━━ DOCUMENT TEXT

Re: [man-pages RFC PATCH v4] statx, inode: document the new STATX_INO_VERSION field

Jan Kara <jack@xxxxxxx> · Fri, 23 Sep 2022 11:56:53 +0200

On Thu 22-09-22 16:18:02, Jeff Layton wrote:
> On Thu, 2022-09-22 at 06:18 -0400, Jeff Layton wrote:
> > On Thu, 2022-09-22 at 07:41 +1000, Dave Chinner wrote:
> > > e.g. The NFS server can track the i_version values when the NFSD
> > > syncs/commits a given inode. The nfsd can sample i_version it when
> > > calls ->commit_metadata or flushed data on the inode, and then when
> > > it peeks at i_version when gathering post-op attrs (or any other
> > > getattr op) it can decide that there is too much in-memory change
> > > (e.g. 10,000 counts since last sync) and sync the inode.
> > > 
> > > i.e. the NFS server can trivially cap the maximum number of
> > > uncommitted NFS change attr bumps it allows to build up in memory.
> > > At that point, the NFS server has a bound "maximum write count" that
> > > can be used in conjunction with the xattr based crash counter to
> > > determine how the change_attr is bumped by the crash counter.
> > 
> > Well, not "trivially". This is the bit where we have to grow struct
> > inode (or the fs-specific inode), as we'll need to know what the latest
> > on-disk value is for the inode.
> > 
> > I'm leaning toward doing this on the query side. Basically, when nfsd
> > goes to query the i_version, it'll check the delta between the current
> > version and the latest one on disk. If it's bigger than X then we'd just
> > return NFS4ERR_DELAY to the client.
> > 
> > If the delta is >X/2, maybe it can kick off a workqueue job or something
> > that calls write_inode with WB_SYNC_ALL to try to get the thing onto the
> > platter ASAP.
> 
> Still looking at this bit too. Probably we can just kick off a
> WB_SYNC_NONE filemap_fdatawrite at that point and hope for the best?

"Hope" is not a great assurance regarding data integrity ;) Anyway, it
depends on how you imagine the "i_version on disk" is going to be
maintained. It could be maintained by NFSD inside commit_inode_metadata() -
fetch current i_version value before asking filesystem for the sync and by the
time commit_metadata() returns we know that value is on disk. If we detect the
current - on_disk is > X/2, we call commit_inode_metadata() and we are
done. It is not even *that* expensive because usually filesystems optimize
away unnecessary IO when the inode didn't change since last time it got
synced.

								Honza
-- 
Jan Kara <jack@xxxxxxxx>
SUSE Labs, CR

━━━━
━━ DATA LINES

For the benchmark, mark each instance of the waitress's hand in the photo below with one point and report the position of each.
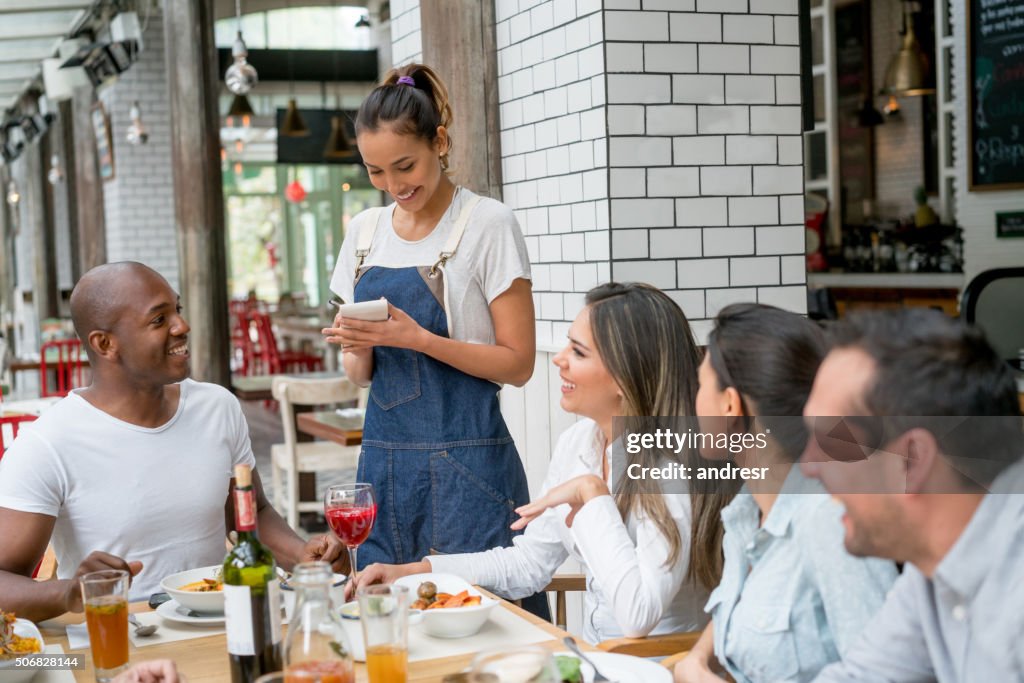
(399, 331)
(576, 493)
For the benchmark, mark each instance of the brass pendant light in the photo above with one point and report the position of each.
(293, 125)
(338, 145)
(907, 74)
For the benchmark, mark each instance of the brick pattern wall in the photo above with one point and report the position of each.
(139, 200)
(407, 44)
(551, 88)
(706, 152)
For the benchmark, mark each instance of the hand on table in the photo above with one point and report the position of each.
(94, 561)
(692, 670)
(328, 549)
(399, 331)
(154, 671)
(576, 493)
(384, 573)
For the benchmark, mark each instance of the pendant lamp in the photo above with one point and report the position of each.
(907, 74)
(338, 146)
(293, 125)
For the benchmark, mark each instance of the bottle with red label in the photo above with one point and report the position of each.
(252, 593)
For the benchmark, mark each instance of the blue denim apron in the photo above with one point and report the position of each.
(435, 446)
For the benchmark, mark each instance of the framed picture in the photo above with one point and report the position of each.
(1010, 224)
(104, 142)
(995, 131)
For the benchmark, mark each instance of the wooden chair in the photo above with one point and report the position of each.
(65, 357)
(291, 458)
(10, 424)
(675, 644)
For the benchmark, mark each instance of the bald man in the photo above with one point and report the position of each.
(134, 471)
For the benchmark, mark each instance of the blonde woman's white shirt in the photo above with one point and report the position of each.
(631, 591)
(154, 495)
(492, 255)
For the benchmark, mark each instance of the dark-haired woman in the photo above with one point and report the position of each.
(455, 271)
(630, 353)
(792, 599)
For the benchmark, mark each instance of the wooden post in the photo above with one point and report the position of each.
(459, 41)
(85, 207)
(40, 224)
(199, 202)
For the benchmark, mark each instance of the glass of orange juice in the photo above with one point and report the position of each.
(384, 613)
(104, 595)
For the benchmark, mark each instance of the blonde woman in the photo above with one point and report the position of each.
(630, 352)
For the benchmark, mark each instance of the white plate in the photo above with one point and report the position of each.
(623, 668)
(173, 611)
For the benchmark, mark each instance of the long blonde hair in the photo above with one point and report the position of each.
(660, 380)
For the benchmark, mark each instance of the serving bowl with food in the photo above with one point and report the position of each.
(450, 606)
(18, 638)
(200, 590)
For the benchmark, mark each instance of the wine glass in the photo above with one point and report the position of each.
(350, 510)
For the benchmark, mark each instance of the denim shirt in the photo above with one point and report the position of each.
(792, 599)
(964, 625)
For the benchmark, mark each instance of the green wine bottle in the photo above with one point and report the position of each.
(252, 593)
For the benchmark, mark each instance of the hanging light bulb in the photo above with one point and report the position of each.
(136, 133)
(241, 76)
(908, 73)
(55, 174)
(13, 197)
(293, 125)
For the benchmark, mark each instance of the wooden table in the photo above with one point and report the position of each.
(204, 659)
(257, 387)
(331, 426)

━━━━

__WORK INSTRUCTIONS__.
1. In the thread, what error would nfsd return to the client if the version delta were bigger than X?
2. Pick out each line in the records that includes the word "pendant".

__WRITTEN RESPONSES__.
1. NFS4ERR_DELAY

2.
For the benchmark, mark each instance of the brass pendant light in the photo above with one point and report the position of each.
For the benchmark, mark each instance of the pendant lamp in the photo above with one point and report the position of each.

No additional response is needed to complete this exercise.